### Supplied text
************
United States District Court, N.D. Iowa, Central Division

September 17, 2018

PATTY YOULL, Plaintiff,
v.
ESTHERVILLE, IA ASSISTED LIVING FACILITY, LLC, d/b/a WINDSOR MANOR; ESTHERVILLE STAFFING, LLC; FOSTER DEVELOPMENT, INC, d/b/a FOSTER SENIOR LIVING; SUSAN FOSTER; LYNNE POPP, Defendants.

          ORDER

          C. J. Williams United States District Judge

         This matter is before the Court on defendants' unresisted[1] Motion to Compel Arbitration Pursuant to the Federal Arbitration Act. (Doc. 2). In their motion, defendants specifically “request that this Court enter an order staying these proceedings and compelling Plaintiff to arbitrat[e] her Iowa and federal employment claims against the Defendants.” (Id., at 8). For the following reasons, defendants' motion is granted.

         I. BACKGROUND

         Plaintiff filed her amended state court petition on August 8, 2018, alleging violations of the Iowa Civil Rights Act and the federal Age Discrimination in Employment Act. (Doc. 5). On August 20, 2018, defendants timely removed the case to this Court. (Doc. 1). In her state court petition, plaintiff alleges that plaintiff's employer and the employer's agents (collectively, “defendants”) discriminated against plaintiff based on her age and that plaintiff was terminated as a result of such discrimination. (Doc. 5 at 2-5).
************
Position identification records

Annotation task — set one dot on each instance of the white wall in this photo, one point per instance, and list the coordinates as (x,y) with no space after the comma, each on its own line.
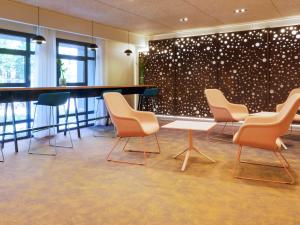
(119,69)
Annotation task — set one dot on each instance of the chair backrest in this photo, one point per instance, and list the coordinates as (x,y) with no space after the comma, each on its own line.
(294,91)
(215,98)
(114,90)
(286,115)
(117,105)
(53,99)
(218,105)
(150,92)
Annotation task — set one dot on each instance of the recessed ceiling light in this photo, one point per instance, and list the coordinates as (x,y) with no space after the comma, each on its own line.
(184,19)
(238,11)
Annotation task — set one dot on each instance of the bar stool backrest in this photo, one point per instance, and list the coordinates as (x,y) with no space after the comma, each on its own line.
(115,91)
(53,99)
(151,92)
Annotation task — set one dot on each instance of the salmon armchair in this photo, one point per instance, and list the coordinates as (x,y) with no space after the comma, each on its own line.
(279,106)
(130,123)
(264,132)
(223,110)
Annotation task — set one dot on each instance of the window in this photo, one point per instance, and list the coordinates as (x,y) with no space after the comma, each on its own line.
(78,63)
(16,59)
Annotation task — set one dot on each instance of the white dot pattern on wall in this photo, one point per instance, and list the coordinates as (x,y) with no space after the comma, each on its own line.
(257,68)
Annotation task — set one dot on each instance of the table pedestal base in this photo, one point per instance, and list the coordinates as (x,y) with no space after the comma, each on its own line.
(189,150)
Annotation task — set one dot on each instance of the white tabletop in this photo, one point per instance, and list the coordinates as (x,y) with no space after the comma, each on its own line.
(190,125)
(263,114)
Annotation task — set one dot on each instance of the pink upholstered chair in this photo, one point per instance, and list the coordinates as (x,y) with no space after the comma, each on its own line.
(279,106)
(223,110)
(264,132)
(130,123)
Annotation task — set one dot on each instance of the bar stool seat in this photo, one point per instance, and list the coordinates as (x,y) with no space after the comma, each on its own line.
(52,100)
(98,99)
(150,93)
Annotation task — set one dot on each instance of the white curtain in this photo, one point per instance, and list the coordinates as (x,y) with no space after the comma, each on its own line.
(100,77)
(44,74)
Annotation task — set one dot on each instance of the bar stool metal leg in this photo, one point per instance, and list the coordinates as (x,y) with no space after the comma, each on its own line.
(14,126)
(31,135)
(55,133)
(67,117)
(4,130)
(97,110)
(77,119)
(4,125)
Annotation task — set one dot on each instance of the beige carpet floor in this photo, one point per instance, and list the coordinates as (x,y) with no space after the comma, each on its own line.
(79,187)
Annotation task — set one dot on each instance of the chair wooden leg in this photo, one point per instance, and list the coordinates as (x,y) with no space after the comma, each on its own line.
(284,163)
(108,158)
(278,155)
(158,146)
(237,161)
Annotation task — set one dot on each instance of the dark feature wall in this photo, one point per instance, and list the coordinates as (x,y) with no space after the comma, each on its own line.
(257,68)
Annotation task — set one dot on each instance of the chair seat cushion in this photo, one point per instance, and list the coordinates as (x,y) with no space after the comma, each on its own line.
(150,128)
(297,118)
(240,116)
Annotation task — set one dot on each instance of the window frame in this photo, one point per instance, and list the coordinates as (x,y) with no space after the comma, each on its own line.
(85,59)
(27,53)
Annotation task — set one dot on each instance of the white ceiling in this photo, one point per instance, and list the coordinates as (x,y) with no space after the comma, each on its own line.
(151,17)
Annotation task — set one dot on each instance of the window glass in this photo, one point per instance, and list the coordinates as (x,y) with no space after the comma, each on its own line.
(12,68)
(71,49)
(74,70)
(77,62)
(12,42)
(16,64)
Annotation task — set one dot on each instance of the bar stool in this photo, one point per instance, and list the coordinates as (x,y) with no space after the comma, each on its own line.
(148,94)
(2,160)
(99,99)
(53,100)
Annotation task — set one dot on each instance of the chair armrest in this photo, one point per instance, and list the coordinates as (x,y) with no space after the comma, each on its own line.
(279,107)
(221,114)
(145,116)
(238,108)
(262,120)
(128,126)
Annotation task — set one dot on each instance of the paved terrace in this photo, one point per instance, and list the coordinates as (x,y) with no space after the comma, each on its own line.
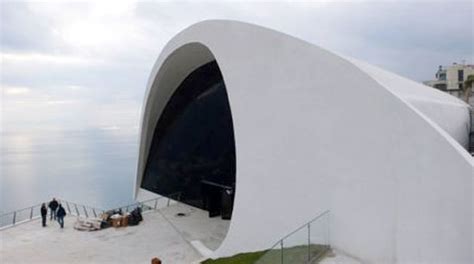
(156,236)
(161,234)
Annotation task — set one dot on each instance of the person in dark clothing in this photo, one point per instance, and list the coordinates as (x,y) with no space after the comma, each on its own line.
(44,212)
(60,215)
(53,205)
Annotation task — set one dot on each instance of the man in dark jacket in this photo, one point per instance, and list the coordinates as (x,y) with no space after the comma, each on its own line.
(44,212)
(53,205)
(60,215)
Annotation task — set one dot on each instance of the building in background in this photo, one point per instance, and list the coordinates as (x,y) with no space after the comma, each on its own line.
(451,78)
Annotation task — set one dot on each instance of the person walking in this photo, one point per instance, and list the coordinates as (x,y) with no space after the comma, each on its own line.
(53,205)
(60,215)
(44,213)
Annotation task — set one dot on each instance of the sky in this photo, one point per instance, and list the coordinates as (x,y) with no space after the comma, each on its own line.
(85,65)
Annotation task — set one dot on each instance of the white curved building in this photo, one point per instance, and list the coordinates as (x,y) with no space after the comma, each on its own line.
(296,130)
************
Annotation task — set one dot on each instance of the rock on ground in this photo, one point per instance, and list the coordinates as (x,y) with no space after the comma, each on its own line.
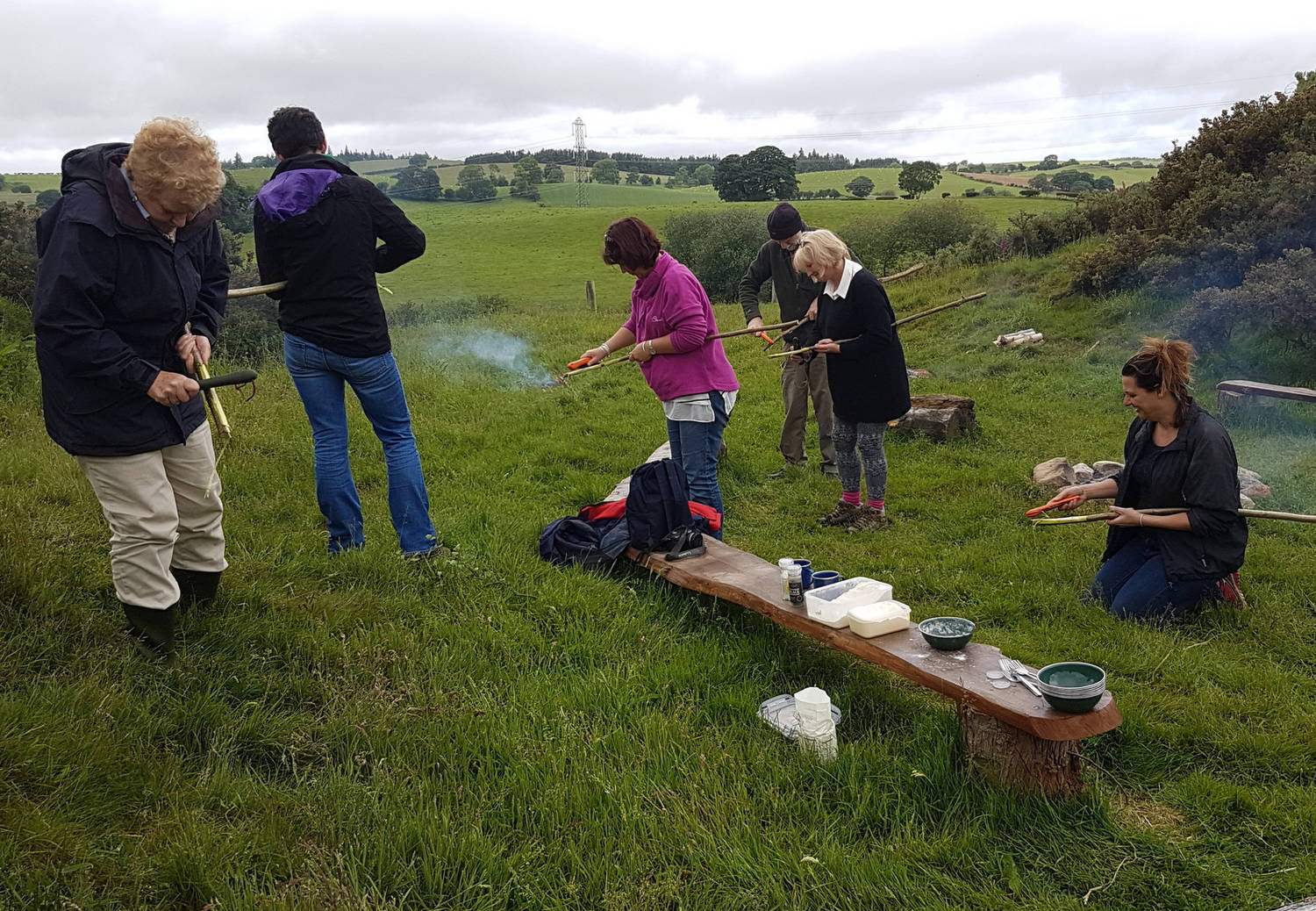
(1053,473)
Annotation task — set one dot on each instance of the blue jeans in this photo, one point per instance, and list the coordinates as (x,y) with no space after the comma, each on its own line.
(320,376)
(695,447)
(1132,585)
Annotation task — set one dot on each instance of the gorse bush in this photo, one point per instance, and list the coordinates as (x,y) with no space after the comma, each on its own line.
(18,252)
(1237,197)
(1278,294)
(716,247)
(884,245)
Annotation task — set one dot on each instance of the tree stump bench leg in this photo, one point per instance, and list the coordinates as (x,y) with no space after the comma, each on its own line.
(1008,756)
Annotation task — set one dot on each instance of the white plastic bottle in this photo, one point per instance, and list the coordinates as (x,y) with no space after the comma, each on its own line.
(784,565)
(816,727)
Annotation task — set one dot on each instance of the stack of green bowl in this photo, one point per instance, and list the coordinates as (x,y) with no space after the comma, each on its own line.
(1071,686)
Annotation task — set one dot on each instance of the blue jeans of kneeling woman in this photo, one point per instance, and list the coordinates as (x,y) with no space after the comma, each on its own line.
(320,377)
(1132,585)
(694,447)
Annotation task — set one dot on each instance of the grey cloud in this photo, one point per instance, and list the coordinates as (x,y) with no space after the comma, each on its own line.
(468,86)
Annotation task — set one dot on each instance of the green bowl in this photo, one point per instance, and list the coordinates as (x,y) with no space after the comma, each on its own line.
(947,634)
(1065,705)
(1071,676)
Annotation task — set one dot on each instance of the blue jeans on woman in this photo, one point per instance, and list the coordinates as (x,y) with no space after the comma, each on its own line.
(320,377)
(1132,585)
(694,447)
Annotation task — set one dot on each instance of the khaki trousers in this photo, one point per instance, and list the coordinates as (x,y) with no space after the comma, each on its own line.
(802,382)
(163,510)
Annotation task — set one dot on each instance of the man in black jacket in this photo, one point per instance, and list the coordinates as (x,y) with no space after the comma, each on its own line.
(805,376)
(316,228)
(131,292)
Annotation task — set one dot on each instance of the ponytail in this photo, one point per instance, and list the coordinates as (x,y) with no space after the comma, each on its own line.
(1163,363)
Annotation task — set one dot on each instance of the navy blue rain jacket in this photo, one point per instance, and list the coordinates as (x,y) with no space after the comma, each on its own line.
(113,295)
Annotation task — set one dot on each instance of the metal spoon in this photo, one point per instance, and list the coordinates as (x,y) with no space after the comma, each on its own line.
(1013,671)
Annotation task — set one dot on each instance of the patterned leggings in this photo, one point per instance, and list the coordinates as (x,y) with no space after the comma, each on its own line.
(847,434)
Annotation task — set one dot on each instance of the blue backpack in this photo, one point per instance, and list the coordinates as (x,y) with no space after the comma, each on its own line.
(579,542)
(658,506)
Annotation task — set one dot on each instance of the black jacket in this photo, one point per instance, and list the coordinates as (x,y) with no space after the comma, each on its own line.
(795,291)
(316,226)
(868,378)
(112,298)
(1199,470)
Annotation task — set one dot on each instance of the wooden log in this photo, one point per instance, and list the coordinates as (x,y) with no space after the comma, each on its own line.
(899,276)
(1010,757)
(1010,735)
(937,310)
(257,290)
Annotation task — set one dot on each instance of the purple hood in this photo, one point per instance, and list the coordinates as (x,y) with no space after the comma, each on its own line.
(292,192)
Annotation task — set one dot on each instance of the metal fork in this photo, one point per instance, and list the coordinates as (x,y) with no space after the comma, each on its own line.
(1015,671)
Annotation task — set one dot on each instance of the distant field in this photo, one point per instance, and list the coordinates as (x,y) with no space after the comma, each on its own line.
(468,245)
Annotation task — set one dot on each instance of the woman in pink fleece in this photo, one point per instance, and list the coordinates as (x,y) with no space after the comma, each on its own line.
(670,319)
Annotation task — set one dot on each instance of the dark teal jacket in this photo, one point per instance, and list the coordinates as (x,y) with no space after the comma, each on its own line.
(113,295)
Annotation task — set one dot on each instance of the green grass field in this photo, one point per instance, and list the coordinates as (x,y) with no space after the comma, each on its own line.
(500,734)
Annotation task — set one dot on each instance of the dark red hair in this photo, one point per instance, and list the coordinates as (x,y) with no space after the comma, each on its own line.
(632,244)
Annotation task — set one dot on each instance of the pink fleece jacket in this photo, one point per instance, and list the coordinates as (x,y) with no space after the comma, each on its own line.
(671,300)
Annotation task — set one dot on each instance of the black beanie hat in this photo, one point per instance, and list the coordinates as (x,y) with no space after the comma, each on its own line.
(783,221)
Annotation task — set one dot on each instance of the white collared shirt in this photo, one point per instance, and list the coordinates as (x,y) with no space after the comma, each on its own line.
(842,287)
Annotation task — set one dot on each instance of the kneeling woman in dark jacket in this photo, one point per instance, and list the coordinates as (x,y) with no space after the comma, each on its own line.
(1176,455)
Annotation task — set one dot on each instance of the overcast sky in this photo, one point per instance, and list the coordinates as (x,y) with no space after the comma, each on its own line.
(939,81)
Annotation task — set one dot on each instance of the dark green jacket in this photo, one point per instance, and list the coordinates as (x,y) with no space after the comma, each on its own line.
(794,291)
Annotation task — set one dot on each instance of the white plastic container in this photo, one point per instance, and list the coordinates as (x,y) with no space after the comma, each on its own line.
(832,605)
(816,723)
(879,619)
************
### Goal A
Summarize the court order in two sentences.
### Goal B
List every defendant named in the caption of the court order.
Rely only on the court order for your answers.

### Exercise answer A
Defendants filed an unresisted motion to stay the proceedings and compel the plaintiff to arbitrate her Iowa and federal employment claims, and the Court granted it. The plaintiff alleges that defendants discriminated against her based on her age and terminated her as a result, in violation of the Iowa Civil Rights Act and the federal Age Discrimination in Employment Act, and defendants removed the case from state court on August 20, 2018.

### Exercise answer B
- ESTHERVILLE, IA ASSISTED LIVING FACILITY, LLC, d/b/a WINDSOR MANOR
- ESTHERVILLE STAFFING, LLC
- FOSTER DEVELOPMENT, INC, d/b/a FOSTER SENIOR LIVING
- SUSAN FOSTER
- LYNNE POPP